**Records for the task**
◇ ◇ ◇ ◇ ◇ ◇ ◇
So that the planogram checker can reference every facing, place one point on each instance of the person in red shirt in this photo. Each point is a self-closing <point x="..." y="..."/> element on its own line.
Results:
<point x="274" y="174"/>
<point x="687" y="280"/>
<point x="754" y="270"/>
◇ ◇ ◇ ◇ ◇ ◇ ◇
**What you are asked to do**
Retype every record above exactly as it stands.

**The completed task**
So that the planogram checker can reference every facing, place one point on each instance of the person in red shirt in this photo. Each point is a self-closing <point x="..." y="..."/> element on its own line.
Results:
<point x="274" y="174"/>
<point x="687" y="280"/>
<point x="754" y="270"/>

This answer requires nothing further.